(Given passage)

Sunday, August 24, 2014

Further Inspirations & Progress on my Autumn Bustle

Last time I shared my Autumn bustle I was starting to sew it all together, and adjusting the Frankencostumed bodice and bustle. After sewing the extra pattern piece on the bustle, I decided I liked the poof it was doing in the center back when I put it on over my lobster bustle. I also decided the two sashes I’d cut out wouldn’t be enough to make a difference. So I set those aside. More on that later.

Next I unstitched the vestee and tried the copper collar lapels I wanted to put on it that I’d cut out from TV466 Alexandra bodice.  I only sewed one side on so I could see how it looked but unfortunately the vest portion (from TV463 French Vest) is wider than the one on the Alexandra and the lapels were ending up under my armpits. So I took out the stitching again and put it back together without them. But darn, it still wants a contrasting collar there.
I let my brain think on it overnight and came up with a shorter narrower version of the collar where it would just be only on the area above my bustline. Perfect! So I'm going to try that now. Then the neckline collar and the sleeves and cuffs are up next. 
And now I’m back to the bustle again. I lowered some of the pleats on the sides so it wasn’t up so high but could only go down so far before it became shapeless. So this is the final version of that. Not too much difference from the first one but it did go down four inches. 
Except it still needs something. I’m not a fan of fringe or braid but with this being a heavier fabric I can’t do my usual pleated trim. But then this photo gave me some ideas. It was from my album of how women wore watches, and her gown is kind of similar to mine. Her panels down the sides of her skirt are the same as her vest insert. I don’t have enough fabric for that. But I do have the four unfinished sashes of my floral brocade. I don’t think just one would make much of a statement but if I back them with some leftover bronze taffeta, I can have two for each side. 
And I’m going to do my first outside pocket for my watch on this just like she has!
I would love to do some pleats along the hem of my skirt but I have no more of that fabric either. So it will have to be all business down below, and party up on top. Back to work!

(End Given passage)
(Dataset)

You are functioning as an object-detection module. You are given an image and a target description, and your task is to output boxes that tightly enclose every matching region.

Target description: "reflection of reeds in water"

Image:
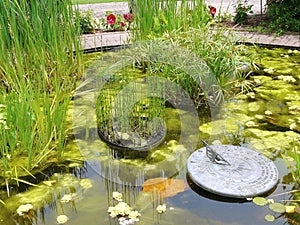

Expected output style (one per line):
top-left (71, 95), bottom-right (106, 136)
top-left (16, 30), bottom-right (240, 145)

top-left (0, 0), bottom-right (81, 188)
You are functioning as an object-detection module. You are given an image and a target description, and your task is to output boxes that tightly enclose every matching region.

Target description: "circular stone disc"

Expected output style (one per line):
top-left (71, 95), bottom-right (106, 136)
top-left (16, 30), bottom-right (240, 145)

top-left (187, 145), bottom-right (278, 198)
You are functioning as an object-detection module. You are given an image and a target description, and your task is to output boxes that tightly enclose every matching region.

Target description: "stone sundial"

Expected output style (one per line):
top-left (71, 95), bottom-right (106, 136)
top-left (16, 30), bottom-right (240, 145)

top-left (187, 145), bottom-right (279, 198)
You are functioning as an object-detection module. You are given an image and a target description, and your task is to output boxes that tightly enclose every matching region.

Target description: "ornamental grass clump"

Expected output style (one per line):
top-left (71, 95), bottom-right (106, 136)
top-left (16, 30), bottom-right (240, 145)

top-left (131, 0), bottom-right (212, 40)
top-left (0, 0), bottom-right (81, 191)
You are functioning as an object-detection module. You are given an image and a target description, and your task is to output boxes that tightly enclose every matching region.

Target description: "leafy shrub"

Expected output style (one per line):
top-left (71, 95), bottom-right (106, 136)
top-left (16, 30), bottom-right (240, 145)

top-left (233, 0), bottom-right (253, 24)
top-left (76, 10), bottom-right (100, 34)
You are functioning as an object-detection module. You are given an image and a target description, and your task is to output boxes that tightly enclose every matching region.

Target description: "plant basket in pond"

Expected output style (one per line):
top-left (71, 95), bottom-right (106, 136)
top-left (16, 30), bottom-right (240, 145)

top-left (98, 118), bottom-right (167, 151)
top-left (96, 69), bottom-right (167, 155)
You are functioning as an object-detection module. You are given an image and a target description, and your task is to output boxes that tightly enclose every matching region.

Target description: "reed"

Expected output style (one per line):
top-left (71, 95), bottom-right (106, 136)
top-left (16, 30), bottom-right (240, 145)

top-left (130, 0), bottom-right (211, 40)
top-left (0, 0), bottom-right (82, 185)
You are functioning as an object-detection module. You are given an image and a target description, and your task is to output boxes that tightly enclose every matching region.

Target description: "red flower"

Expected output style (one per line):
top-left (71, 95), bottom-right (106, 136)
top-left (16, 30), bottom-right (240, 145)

top-left (106, 14), bottom-right (116, 25)
top-left (209, 6), bottom-right (217, 17)
top-left (123, 13), bottom-right (134, 22)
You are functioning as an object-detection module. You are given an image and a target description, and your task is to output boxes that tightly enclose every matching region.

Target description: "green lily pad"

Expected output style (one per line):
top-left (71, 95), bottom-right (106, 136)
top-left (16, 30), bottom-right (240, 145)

top-left (265, 214), bottom-right (275, 222)
top-left (269, 202), bottom-right (285, 213)
top-left (253, 197), bottom-right (268, 206)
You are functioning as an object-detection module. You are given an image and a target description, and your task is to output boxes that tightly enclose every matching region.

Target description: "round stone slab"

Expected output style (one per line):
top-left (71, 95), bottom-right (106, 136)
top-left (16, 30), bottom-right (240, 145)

top-left (187, 145), bottom-right (278, 198)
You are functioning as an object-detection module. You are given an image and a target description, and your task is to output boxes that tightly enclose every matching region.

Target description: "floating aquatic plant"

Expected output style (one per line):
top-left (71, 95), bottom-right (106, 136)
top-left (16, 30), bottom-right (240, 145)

top-left (107, 191), bottom-right (141, 225)
top-left (156, 204), bottom-right (167, 213)
top-left (56, 215), bottom-right (69, 224)
top-left (17, 203), bottom-right (33, 216)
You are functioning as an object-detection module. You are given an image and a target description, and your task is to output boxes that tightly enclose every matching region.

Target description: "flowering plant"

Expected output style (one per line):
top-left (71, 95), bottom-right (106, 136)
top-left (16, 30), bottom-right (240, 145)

top-left (208, 5), bottom-right (217, 18)
top-left (100, 11), bottom-right (134, 31)
top-left (233, 0), bottom-right (253, 24)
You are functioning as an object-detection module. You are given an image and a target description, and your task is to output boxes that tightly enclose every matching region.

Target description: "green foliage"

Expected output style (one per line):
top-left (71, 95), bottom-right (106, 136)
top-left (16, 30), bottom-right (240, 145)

top-left (124, 26), bottom-right (251, 107)
top-left (132, 0), bottom-right (212, 40)
top-left (267, 0), bottom-right (300, 33)
top-left (283, 142), bottom-right (300, 184)
top-left (0, 0), bottom-right (81, 184)
top-left (75, 10), bottom-right (100, 34)
top-left (233, 0), bottom-right (253, 24)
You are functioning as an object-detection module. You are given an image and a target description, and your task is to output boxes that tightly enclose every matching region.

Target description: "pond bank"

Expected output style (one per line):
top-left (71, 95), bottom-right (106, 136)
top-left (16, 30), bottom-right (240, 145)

top-left (81, 31), bottom-right (300, 52)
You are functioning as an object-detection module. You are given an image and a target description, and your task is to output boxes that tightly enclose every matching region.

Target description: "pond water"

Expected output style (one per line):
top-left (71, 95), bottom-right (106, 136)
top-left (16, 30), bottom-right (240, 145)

top-left (0, 46), bottom-right (300, 225)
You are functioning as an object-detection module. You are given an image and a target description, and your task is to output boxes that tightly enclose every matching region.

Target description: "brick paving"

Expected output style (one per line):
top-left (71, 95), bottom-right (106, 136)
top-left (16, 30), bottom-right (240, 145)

top-left (79, 0), bottom-right (300, 51)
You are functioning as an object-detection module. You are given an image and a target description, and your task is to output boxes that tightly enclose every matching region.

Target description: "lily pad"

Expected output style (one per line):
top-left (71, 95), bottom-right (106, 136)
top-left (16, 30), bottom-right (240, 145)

top-left (269, 202), bottom-right (285, 213)
top-left (253, 197), bottom-right (268, 206)
top-left (285, 205), bottom-right (296, 213)
top-left (265, 214), bottom-right (275, 222)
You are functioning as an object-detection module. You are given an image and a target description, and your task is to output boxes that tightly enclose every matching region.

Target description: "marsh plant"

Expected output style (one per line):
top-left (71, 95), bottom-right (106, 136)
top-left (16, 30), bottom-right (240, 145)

top-left (126, 26), bottom-right (256, 108)
top-left (0, 0), bottom-right (81, 192)
top-left (129, 0), bottom-right (212, 40)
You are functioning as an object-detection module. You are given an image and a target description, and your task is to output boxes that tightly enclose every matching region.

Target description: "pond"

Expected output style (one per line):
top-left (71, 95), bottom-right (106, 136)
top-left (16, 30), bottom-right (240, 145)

top-left (0, 46), bottom-right (300, 225)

(End Dataset)

_Task details:_ Condense the paragraph of the sewing post that begins "Next I unstitched the vestee" into a shorter version that keeps its main facts.

_The completed task:_ The vestee was unstitched to test copper collar lapels cut from the TV466 Alexandra bodice. Only one side was sewn on, and it showed that the lapels ended up under the armpits because the vest portion from TV463 French Vest is wider than the Alexandra's. The stitching was removed and the vestee put back together without the lapels, though it still seems to need a contrasting collar.